Beginning with the line that contains "In this exercise you will tag the yellow", copy each subsequent line of the data below through the last one, including both ends but not the pictures.

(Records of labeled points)
>> BEGIN

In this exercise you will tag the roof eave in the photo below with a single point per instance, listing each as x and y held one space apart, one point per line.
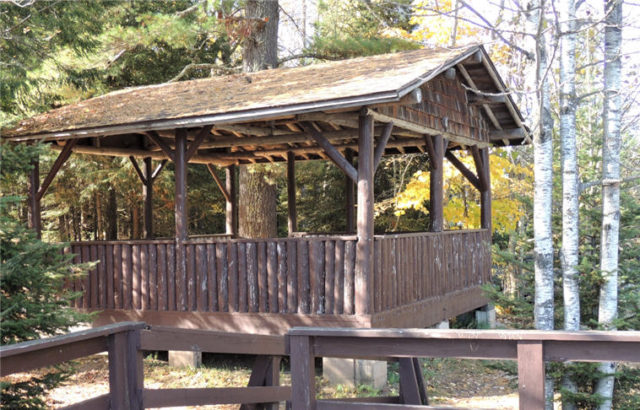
224 118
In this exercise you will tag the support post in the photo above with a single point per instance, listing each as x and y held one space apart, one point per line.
435 181
303 392
126 377
291 192
364 247
531 374
231 214
349 196
147 192
485 195
35 215
181 217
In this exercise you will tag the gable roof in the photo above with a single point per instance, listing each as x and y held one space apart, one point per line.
255 96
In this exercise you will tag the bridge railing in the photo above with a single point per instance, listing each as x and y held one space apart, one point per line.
531 349
125 343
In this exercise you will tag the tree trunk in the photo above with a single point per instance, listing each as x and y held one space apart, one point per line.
543 184
257 199
608 307
112 216
570 188
257 210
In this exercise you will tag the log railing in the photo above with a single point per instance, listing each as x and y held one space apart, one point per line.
531 349
416 266
125 343
304 275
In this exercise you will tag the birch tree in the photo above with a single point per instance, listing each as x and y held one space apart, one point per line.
570 185
543 180
608 307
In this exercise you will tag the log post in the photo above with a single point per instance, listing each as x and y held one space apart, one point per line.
181 216
147 192
35 215
291 192
349 196
364 247
231 214
485 195
435 181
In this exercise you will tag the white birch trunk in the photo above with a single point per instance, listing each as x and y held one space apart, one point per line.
543 184
608 308
570 188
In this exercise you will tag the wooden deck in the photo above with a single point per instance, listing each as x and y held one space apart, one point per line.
273 284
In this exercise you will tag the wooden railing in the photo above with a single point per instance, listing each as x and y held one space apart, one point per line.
305 275
125 343
530 348
301 275
416 266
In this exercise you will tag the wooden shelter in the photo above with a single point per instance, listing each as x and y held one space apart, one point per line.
432 101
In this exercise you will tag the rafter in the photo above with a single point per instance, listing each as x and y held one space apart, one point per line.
331 151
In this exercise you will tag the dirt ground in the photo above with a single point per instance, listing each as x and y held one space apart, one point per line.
451 382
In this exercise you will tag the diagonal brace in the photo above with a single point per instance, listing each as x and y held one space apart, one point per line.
212 171
382 144
463 170
158 169
134 162
62 158
331 151
153 136
480 168
193 147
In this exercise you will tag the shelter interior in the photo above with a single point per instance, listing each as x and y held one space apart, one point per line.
435 102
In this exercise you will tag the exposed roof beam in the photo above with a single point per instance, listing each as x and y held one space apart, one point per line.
487 109
471 177
331 151
382 144
140 153
344 120
421 129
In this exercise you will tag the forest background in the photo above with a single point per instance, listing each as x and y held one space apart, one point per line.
59 52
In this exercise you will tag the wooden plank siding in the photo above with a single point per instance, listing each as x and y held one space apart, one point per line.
303 275
445 107
419 266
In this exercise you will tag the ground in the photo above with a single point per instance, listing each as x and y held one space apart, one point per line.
466 383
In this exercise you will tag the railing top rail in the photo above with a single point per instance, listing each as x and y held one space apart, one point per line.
42 344
172 338
126 242
506 335
391 235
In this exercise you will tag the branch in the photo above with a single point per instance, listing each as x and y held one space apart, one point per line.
218 69
188 10
308 55
587 185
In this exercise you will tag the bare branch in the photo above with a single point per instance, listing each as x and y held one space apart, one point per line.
218 69
309 55
586 185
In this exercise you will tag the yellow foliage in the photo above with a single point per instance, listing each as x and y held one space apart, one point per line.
435 23
462 200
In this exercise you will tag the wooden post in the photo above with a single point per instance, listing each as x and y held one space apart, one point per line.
35 215
485 195
126 376
147 192
436 177
291 192
231 208
181 216
349 196
364 247
303 390
531 375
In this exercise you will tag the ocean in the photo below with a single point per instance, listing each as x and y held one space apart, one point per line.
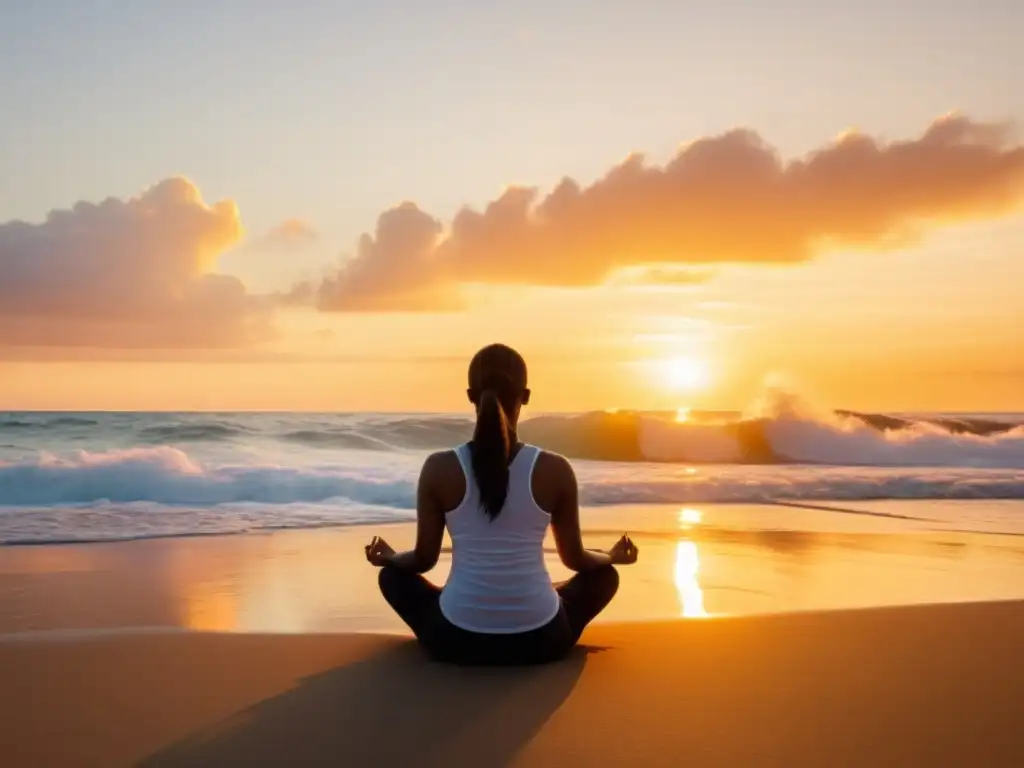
109 476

>> END

Response for this exercise
In this exercise you will tag the yellow foliage in the photo above with a single point per instance, listing each as x and y held one space apart, one point per line.
435 23
462 200
In this exercise you will tag the wooden post in the photo above with a single point per instance, listing each as x and y held one space apart, one point per line.
35 215
485 195
126 376
147 192
436 177
291 192
231 208
181 216
349 196
364 247
303 390
531 375
In this exercise you will tag the ocean in the photo below with a single point per instance, listing each as x and y held one space apart, one point per line.
109 476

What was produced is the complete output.